■ Your task ■
Rewrite the material from its first line up to and including the line with "positive clicks: (337, 182) (152, 207)", replacing "region" with "area" and leaving everything else the same.

■ Stored records ■
[Start of Attachment]

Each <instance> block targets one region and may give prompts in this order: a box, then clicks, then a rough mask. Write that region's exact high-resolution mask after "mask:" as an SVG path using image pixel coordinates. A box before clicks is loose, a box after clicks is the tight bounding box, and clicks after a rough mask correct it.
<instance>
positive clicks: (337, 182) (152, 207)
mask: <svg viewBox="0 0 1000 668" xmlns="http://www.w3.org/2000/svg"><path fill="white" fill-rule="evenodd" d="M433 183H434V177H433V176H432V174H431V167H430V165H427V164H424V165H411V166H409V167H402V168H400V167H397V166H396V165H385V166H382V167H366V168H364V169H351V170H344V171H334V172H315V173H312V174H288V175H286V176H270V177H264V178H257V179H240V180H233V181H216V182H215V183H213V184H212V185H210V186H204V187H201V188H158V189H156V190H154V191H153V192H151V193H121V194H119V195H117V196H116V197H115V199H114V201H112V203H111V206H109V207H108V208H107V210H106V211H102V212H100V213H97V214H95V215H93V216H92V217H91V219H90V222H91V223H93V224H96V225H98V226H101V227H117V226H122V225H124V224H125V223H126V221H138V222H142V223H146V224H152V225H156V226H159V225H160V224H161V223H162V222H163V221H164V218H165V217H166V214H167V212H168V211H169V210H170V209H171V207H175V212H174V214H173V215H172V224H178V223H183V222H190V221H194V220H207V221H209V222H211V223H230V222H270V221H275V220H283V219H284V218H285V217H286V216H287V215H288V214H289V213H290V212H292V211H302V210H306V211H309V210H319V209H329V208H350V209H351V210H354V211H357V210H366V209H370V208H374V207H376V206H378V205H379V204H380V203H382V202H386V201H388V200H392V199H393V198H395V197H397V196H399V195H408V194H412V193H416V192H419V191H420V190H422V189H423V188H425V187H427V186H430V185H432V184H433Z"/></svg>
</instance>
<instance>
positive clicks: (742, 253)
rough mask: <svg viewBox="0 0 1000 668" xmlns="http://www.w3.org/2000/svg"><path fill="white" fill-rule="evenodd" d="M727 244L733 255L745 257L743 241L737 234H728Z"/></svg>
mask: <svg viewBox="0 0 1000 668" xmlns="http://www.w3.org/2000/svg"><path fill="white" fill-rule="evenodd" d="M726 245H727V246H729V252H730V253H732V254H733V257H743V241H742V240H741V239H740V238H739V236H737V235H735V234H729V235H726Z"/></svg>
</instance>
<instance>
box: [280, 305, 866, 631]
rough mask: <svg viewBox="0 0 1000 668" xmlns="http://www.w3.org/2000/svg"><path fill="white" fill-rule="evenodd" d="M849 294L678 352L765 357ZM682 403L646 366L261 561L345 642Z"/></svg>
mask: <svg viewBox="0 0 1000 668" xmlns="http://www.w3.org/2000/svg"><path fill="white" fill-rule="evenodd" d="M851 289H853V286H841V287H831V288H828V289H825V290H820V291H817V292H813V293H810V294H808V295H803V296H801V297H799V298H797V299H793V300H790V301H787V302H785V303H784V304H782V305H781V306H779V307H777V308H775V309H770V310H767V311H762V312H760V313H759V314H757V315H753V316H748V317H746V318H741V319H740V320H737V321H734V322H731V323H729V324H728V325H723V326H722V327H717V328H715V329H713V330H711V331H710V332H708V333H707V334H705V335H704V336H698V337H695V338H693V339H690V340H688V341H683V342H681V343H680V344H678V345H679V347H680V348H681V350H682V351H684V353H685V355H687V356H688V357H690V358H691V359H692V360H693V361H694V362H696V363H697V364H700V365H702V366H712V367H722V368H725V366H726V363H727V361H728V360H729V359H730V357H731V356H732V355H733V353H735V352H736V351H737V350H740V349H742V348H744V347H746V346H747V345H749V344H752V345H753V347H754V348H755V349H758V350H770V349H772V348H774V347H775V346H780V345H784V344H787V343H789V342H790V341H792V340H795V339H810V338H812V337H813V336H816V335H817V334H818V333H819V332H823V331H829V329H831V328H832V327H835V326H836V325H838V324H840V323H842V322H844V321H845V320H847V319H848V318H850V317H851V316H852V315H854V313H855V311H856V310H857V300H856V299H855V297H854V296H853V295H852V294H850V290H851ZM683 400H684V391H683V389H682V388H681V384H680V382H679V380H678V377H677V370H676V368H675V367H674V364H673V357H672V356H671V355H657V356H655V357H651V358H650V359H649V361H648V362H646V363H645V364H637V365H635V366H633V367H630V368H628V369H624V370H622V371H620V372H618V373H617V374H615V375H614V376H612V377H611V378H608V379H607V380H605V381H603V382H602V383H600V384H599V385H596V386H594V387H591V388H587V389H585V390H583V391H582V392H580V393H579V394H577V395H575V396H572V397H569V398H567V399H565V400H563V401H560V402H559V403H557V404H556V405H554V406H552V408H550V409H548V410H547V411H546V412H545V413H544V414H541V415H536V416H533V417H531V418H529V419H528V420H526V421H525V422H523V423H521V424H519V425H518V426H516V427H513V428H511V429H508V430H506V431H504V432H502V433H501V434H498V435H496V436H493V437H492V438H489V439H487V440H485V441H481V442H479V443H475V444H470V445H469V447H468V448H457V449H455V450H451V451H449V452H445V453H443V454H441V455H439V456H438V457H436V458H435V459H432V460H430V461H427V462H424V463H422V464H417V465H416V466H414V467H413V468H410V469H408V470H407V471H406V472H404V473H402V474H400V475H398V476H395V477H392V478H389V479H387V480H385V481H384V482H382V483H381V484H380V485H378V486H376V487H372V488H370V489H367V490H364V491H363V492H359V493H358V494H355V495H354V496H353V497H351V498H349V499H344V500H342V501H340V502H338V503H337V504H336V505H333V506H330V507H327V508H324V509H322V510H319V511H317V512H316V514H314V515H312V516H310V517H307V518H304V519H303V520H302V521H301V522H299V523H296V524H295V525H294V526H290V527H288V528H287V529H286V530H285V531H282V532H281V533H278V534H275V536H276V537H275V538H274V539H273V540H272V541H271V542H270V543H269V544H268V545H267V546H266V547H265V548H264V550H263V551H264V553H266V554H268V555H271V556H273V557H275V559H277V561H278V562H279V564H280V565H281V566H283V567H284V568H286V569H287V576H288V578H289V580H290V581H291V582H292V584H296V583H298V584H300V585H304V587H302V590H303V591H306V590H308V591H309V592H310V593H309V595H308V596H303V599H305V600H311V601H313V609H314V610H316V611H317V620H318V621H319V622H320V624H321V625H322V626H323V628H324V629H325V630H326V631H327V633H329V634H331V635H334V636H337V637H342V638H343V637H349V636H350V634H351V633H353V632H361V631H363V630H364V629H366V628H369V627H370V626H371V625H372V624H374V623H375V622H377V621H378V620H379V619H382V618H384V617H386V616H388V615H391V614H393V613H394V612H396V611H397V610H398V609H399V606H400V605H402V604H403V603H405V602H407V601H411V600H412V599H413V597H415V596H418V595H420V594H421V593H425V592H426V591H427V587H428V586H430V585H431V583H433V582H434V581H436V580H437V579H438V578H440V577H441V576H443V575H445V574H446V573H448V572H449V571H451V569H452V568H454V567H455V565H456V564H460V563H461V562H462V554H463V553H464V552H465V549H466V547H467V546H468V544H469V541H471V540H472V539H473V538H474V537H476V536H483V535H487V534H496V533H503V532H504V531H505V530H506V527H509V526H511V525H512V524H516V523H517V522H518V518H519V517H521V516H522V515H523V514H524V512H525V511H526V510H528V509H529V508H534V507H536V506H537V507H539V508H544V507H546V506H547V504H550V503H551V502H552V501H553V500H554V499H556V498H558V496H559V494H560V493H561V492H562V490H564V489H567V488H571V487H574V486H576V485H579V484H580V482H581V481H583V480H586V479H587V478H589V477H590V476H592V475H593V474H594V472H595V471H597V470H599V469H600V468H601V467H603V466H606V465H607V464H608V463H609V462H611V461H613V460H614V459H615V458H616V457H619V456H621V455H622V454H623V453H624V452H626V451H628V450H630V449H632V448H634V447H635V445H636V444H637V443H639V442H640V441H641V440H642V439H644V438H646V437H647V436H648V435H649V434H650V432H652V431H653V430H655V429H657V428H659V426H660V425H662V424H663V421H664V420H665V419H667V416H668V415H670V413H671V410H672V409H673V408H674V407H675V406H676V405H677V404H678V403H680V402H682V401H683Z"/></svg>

[End of Attachment]

■ Answer section ■
Each <instance> block targets one area and may give prompts in this order: a box, then clicks, then a rough mask. Write that area's exact high-resolution mask after "mask:" as an SVG path using image pixel coordinates. A box before clicks is loose, a box after clicks is the tight bounding box, and clicks after a rough mask correct it.
<instance>
positive clicks: (337, 182) (152, 207)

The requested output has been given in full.